• **Selected passage**

InDesign effects are more limited; and often you have to hop over to Photoshop to edit the image and Relink it in the Links panel in InDesign once you’ve finished editing and saving.
Photoshop also permits more flexible formatting of text elements than InDesign (though skip to the next item to read about ID’s better typographical controls). In Photoshop text can be treated in the same way as you would treat a photo; you can Rasterize it and then apply Filters and effects with ease.
You can apply some out-of-the-ordinary text effects in InDesign, such as using the Type on a Path tool (Shift-T), which allows you to apply text along the perimeters of shapes or strokes of varying shapes. You can also convert type to shapes in ID (go to Type > Create Outlines) which allows you to stretch or distort the text, free from normal typographic restraints; but this is still limited compared to what you can do in PS, which has additional effects for manipulating text, once you have Rasterized it, such as Warping, Skewing or Distorting.
So, in what case(s) would I use Photoshop instead of InDesign?

• **Dataset excerpt**
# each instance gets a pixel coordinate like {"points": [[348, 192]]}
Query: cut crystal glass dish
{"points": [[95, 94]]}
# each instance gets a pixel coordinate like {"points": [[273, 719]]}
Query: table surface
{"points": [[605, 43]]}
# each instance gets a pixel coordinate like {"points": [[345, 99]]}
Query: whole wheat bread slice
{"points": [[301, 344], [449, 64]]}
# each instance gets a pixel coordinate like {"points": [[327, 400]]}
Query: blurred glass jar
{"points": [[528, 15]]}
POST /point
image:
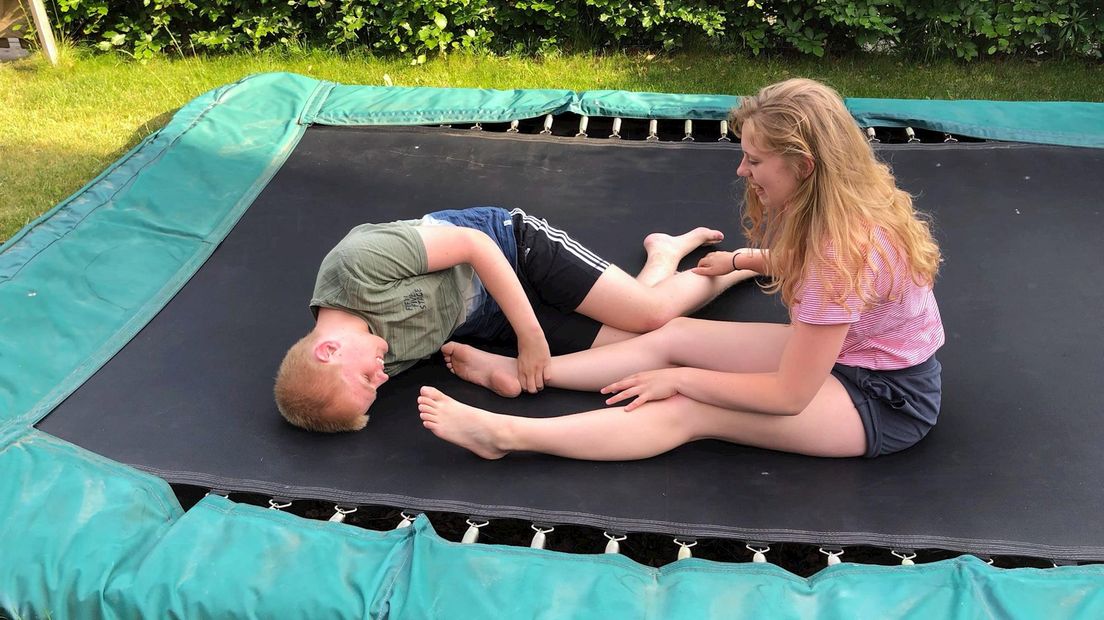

• **Problem set**
A. In the InDesign and Photoshop comparison, which menu command in InDesign converts type to shapes?
B. Rewrite all the dataset excerpt rows, substituting "Label" for every "Query" and keeping everything else the same. Omit the pictures from your answer.

• **Exercise solutions**
A. Type > Create Outlines

B.
# each instance gets a pixel coordinate like {"points": [[348, 192]]}
Label: cut crystal glass dish
{"points": [[95, 94]]}
# each instance gets a pixel coordinate like {"points": [[273, 719]]}
Label: table surface
{"points": [[605, 43]]}
# each instance gets a pixel coordinate like {"points": [[345, 99]]}
Label: whole wheat bread slice
{"points": [[301, 344], [449, 64]]}
# each instance gets a pixel coordinate like {"points": [[327, 400]]}
Label: blurred glass jar
{"points": [[528, 15]]}
POST /point
image:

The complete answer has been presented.